#### PROBLEM SET
**1.** Translate this sentence from the committee charter into Spanish: "The Committee shall make nominations for Trustee membership on the Board of Trustees, including the Independent Trustees."
**2.** Copy everything in the committee charter from "Governance and Nominating" down to "of Independent Trustees.", renaming "Nominating and Corporate Governance Committee" to "Governance Committee" each time it appears.

#### READING PASSAGE

════════════════

Governance and Nominating Committee Charter
 
World Funds Trust

Nominating and Corporate Governance Committee Membership

 

1.The Nominating and Corporate Governance Committee of World Funds Trust (the “Trust”) shall be composed entirely of Independent Trustees.

 

Board Nominations and Functions

 

1.The Committee shall make nominations for Trustee membership on the Board of Trustees, including the Independent Trustees. The Committee shall evaluate candidates’ qualifications for Board membership and their independence from the investment advisers to the Trust’s series portfolios and the Trust’s other principal service providers. Persons selected as Independent Trustees must not be an “interested person” as that term is defined in the Investment Company Act of 1940, nor shall an Independent Trustee have any affiliations or associations that shall preclude them from voting as an Independent Trustee on matters involving approvals and continuations of Rule 12b-1 Plans, Investment Advisory Agreements and such other standards as the Committee shall deem appropriate.  The Committee shall also consider the effect of any relationships beyond those delineated in the 1940 Act that might impair independence, e.g., business, financial or family relationships with managers or service providers.  See Appendix A for Procedures with Respect to Nominees to the Board.

════════════════

#### LISTED ENTRIES
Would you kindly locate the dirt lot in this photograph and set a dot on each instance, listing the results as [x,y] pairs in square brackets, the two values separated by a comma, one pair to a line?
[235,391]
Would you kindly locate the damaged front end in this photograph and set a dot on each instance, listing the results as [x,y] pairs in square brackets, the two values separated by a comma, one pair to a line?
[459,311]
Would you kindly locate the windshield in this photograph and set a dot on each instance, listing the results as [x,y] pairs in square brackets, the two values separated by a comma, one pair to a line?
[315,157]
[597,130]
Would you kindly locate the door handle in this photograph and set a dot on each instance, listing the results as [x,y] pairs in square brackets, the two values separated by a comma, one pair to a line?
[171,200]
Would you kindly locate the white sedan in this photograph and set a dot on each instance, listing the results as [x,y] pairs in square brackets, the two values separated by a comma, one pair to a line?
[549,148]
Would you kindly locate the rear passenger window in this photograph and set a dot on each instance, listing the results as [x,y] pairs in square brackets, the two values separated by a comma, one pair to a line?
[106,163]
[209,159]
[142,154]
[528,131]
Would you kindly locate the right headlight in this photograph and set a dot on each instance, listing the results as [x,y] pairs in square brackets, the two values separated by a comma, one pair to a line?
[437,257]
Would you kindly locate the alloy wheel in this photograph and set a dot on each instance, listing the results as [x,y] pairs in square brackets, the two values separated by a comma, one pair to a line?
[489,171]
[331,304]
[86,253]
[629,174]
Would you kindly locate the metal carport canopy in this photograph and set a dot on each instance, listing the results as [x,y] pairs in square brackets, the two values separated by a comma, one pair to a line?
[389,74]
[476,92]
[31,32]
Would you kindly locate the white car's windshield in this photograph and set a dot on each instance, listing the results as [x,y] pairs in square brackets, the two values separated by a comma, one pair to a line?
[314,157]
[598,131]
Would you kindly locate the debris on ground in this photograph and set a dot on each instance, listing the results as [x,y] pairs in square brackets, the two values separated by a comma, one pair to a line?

════════════════

#### TASK-BY-TASK RESULTS
**1.** El Comité presentará las nominaciones de Fideicomisarios para integrar la Junta de Fideicomisarios, incluidos los Fideicomisarios Independientes.

**2.**
Governance and Nominating Committee Charter
 
World Funds Trust

Governance Committee Membership

 

1.The Governance Committee of World Funds Trust (the “Trust”) shall be composed entirely of Independent Trustees.